▸ **TEXTO APRESENTADO**
Primeiro, vivemos em democracia, e, não sendo menos verdade que existe uma certa escolha curricular para a disciplina, os conteúdos resultaram do trabalho de um grupo multidisciplinar com um vasto conhecimento científico de áreas sociais e exatas. A definição de conteúdos é consistente com o ensino da cidadania em sociedades democráticas e modernas com uma visão global dos problemas mundiais. Mais, em democracia o debate sobre os conteúdos da disciplina e a importância destes é certamente dinâmico e pluralista e deve seguir o contexto económico, social e ambiental do país e do mundo.

Segundo, a construção da cidadania na sociedade tem sido sobretudo assente em decretos de leis e imposta por penalizações. Veja-se o mais recente exemplo das multas para as beatas de cigarro deitadas para o chão. Estas multas fazem apenas sentido porque há ainda uma grande maioria de cidadãos que não respeita o espaço público nem o meio ambiente, havendo assim a necessidade de alterar este comportamento através de uma atitude mais coerciva. No entanto, idealmente, o que se pretende é que os cidadãos modifiquem o seu comportamento de uma forma mais intrínseca e estrutural onde o recurso a penalizações seja cada vez menos necessário. Para isso, a educação formal e informal, nas escolas e em casa, é extremamente importante. Se colocarmos numa balança estes dois “veículos de construção de valores de cidadania”, ou seja, a educação, por um lado, e as leis e as penalizações, por outro, a educação é certamente o meio que melhor defende a liberdade de escolha.

No que respeita aos conteúdos da disciplina, estes são latos e abordam temas como direitos humanos, educação ambiental, interculturalidade, participação cívica, igualdade de género, violência doméstica, segurança rodoviária, voluntariado, literacia financeira e sexualidade. No entanto, parece-me a mim, que a questão mais fraturante se prende com a

questão da sexualidade. Como o professor universitário e antigo reitor da Universidade Católica Manuel Braga da Cruz, mentor do abaixo-assinado, disse ao Diário de Notícias, “eu não sei o que é o estado a fazer educação sexual. Mais, afirmou ainda que “os pais consideraram que a educação sexual e de género, que não são propriamente assuntos de uma educação para a cidadania, são de grande sensibilidade moral e até religiosa”. Esta visão da disciplina é bastamente redutora, ideológica e totalitária.

▸ **INFORMAÇÃO FORNECIDA**
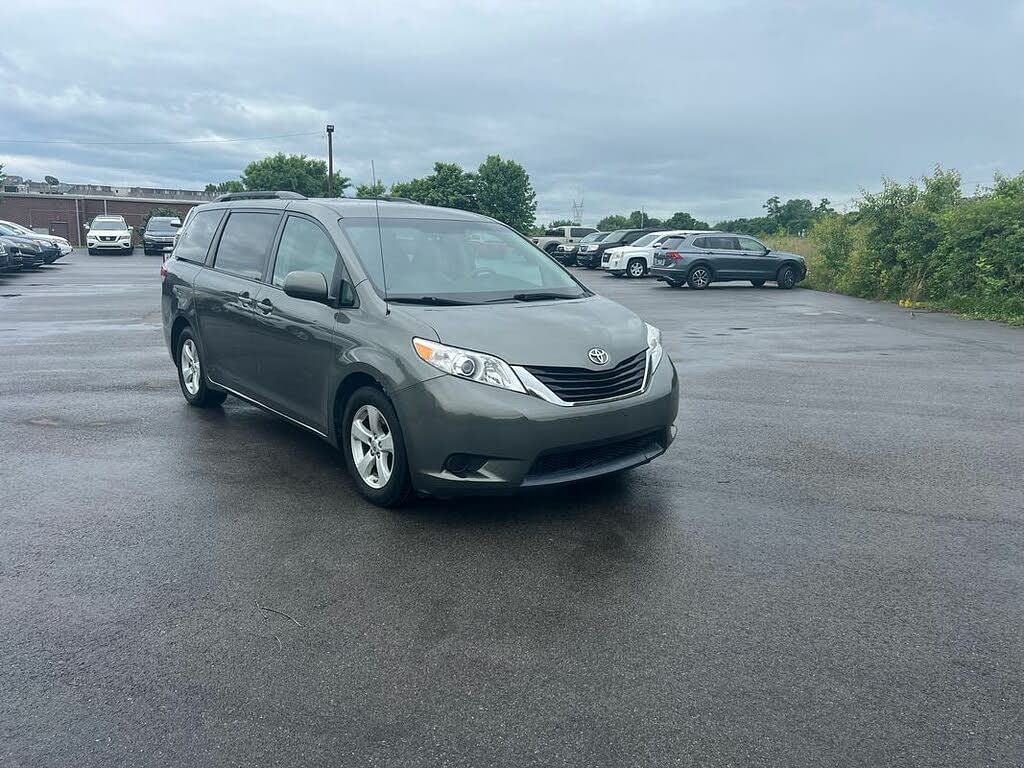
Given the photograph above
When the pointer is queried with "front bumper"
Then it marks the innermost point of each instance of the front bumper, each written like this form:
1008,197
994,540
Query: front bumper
105,245
525,440
155,246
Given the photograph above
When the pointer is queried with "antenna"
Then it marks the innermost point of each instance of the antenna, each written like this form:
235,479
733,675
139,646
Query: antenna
380,242
578,210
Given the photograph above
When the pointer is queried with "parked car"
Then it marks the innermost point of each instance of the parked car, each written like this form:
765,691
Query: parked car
566,252
27,253
7,260
64,247
108,233
559,236
699,260
436,348
159,235
634,260
590,255
48,252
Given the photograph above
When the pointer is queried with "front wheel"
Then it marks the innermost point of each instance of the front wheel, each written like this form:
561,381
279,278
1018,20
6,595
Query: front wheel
192,376
636,268
786,278
699,278
375,448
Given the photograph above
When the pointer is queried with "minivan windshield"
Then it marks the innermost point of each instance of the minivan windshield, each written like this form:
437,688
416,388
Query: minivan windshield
647,240
445,261
160,225
109,224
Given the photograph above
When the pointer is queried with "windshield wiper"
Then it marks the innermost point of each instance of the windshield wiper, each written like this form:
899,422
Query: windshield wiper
540,296
433,300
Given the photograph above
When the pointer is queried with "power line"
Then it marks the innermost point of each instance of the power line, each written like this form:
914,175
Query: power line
152,143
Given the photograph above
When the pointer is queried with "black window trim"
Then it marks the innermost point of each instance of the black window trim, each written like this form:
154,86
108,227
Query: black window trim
212,254
341,269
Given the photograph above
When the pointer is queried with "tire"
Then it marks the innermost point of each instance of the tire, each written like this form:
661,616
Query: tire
699,278
373,411
786,276
196,388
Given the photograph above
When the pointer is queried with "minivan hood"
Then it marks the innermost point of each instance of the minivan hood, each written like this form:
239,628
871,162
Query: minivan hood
540,333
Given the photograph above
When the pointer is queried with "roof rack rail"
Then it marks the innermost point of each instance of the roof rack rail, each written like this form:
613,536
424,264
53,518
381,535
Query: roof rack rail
260,196
389,199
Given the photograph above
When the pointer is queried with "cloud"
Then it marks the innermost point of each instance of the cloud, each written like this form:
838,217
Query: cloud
693,104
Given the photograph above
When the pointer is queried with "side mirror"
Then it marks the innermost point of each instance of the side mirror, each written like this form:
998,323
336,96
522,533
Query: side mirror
309,286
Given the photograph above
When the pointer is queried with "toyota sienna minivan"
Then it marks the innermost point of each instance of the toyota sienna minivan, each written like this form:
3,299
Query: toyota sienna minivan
439,350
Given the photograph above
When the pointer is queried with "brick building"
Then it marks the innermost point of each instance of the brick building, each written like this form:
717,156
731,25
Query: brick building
66,215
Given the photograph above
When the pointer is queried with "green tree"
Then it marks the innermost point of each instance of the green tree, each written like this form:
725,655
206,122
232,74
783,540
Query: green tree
297,173
612,222
504,193
448,186
224,187
683,220
376,189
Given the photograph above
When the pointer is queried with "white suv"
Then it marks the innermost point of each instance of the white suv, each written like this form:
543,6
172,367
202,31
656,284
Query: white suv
634,260
109,233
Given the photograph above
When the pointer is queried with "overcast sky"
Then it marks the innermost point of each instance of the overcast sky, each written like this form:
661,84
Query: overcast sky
704,105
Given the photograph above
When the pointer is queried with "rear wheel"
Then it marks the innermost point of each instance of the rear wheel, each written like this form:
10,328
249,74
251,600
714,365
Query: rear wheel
192,376
786,278
375,448
699,278
636,268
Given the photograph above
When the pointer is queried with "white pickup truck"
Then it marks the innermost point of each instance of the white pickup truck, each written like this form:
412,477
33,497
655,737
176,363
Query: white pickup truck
559,236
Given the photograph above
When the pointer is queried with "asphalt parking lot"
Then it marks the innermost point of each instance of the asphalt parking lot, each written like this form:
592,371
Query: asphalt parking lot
827,568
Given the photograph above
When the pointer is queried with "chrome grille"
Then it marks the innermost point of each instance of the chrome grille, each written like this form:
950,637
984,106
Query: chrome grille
585,385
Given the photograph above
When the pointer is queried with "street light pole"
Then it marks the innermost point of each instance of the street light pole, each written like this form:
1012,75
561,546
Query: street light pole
330,159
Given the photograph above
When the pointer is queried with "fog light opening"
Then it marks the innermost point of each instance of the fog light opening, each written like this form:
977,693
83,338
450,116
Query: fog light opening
462,464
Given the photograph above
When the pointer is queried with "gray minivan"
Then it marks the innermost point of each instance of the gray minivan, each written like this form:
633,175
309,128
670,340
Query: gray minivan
439,349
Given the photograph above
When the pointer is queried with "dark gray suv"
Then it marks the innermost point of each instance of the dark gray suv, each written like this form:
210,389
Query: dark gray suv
699,260
440,350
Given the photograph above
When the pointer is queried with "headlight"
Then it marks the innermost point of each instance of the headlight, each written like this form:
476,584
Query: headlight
654,345
484,369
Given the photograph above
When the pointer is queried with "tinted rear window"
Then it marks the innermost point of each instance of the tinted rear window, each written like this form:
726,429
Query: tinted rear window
245,244
194,244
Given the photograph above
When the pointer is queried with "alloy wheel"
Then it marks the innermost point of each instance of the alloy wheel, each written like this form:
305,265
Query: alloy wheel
373,446
192,373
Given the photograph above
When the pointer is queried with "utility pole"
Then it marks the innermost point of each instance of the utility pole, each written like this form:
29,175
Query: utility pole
330,159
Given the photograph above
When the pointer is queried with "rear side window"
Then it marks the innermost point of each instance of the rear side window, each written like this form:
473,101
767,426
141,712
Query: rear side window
245,245
194,244
304,247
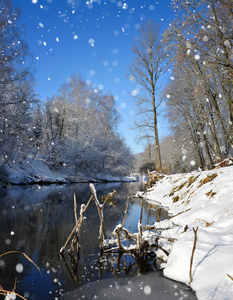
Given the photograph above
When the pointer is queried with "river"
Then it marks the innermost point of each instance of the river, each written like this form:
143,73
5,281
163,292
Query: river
36,220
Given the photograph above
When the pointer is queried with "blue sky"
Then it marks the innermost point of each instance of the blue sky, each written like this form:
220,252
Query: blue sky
93,39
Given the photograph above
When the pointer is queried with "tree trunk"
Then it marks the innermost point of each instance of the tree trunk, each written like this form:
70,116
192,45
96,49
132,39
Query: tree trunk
157,148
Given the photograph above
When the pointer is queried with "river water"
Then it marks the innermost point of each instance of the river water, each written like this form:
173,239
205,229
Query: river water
36,220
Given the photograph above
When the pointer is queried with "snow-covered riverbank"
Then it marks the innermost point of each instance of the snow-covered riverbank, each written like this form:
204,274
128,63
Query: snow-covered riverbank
203,200
37,171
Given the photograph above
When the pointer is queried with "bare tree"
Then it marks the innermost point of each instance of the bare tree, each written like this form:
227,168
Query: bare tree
148,67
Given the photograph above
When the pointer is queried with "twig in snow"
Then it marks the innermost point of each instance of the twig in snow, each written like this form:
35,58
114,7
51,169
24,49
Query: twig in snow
194,248
230,276
75,228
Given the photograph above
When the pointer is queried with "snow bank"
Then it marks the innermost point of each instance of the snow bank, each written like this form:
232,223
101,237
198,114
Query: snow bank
203,200
37,171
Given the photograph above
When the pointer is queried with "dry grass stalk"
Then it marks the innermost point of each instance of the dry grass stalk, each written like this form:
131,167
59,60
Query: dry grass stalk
194,248
207,224
75,210
75,228
182,212
230,276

▸ **TRABALHO PEDIDO**
Por favor, transcreva sem alterações o trecho do texto sobre a educação para a cidadania entre "Primeiro, vivemos em" e "e do mundo.", inclusive.

▸ **RESPOSTA AO EXERCÍCIO**
Primeiro, vivemos em democracia, e, não sendo menos verdade que existe uma certa escolha curricular para a disciplina, os conteúdos resultaram do trabalho de um grupo multidisciplinar com um vasto conhecimento científico de áreas sociais e exatas. A definição de conteúdos é consistente com o ensino da cidadania em sociedades democráticas e modernas com uma visão global dos problemas mundiais. Mais, em democracia o debate sobre os conteúdos da disciplina e a importância destes é certamente dinâmico e pluralista e deve seguir o contexto económico, social e ambiental do país e do mundo.